» **Your objective**
Show each line of the items below that contains the string "Query". Case counts.

» **Data shown**
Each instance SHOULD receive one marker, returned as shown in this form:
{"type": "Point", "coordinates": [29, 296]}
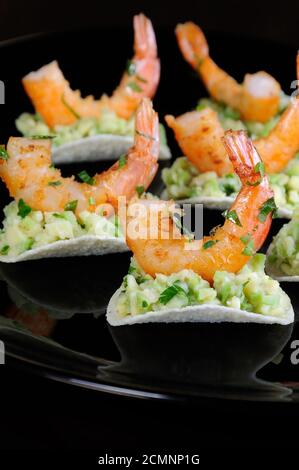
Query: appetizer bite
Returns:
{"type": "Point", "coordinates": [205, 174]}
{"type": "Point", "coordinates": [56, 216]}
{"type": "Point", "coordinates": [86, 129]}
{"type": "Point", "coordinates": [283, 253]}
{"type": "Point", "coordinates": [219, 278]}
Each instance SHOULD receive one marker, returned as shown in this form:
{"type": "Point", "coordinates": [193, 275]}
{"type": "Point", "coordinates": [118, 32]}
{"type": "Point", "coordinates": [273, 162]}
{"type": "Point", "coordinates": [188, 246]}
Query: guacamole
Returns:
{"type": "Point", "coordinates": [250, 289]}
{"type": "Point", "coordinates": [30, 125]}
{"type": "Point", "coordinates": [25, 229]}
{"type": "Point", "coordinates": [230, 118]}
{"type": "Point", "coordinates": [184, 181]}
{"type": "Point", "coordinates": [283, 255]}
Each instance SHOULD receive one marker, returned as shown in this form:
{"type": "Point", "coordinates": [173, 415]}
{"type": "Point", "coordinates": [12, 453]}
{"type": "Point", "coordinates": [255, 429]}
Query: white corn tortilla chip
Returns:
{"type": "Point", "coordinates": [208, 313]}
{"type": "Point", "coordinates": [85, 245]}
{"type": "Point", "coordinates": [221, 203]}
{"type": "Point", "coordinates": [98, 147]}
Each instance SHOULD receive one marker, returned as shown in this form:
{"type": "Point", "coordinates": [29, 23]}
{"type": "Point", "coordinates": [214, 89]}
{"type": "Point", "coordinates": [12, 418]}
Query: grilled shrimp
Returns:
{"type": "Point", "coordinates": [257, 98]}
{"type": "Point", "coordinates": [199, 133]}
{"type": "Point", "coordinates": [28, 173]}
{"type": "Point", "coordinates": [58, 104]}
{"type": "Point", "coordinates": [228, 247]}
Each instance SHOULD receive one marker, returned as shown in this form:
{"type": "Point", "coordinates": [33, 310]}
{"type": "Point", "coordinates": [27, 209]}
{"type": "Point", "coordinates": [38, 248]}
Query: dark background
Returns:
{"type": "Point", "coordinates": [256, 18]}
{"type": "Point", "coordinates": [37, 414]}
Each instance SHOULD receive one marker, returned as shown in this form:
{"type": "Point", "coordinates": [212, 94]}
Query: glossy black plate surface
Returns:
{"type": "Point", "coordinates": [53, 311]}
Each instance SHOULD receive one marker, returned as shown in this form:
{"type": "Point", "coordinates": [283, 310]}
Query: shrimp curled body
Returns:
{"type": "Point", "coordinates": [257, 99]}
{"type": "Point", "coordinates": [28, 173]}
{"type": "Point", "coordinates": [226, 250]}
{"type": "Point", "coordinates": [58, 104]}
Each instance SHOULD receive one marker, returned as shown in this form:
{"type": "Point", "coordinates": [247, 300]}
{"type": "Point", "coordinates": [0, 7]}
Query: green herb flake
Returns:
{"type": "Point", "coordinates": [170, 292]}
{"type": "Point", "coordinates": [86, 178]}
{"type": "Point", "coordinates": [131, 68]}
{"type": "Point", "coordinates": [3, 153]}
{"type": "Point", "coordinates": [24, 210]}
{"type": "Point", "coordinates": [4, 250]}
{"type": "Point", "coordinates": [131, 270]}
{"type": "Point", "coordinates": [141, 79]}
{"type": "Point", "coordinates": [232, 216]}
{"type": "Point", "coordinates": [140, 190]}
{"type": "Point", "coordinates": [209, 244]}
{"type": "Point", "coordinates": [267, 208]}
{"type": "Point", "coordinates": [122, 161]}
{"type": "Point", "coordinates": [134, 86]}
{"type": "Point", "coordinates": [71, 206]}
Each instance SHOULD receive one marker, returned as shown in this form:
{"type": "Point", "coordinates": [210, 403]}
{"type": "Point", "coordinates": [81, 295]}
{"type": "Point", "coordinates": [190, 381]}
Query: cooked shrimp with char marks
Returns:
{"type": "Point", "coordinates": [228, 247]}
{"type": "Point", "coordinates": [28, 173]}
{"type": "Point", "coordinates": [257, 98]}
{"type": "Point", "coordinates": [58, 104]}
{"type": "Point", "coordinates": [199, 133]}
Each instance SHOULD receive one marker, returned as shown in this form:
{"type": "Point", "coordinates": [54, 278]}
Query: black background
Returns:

» **Task result**
Query: appetizer bite
Query: guacamole
Query: white corn tortilla chip
Query: grilled shrimp
Query: dark background
Query: glossy black plate surface
Query: shrimp curled body
Query: green herb flake
Query: cooked shrimp with char marks
Query: black background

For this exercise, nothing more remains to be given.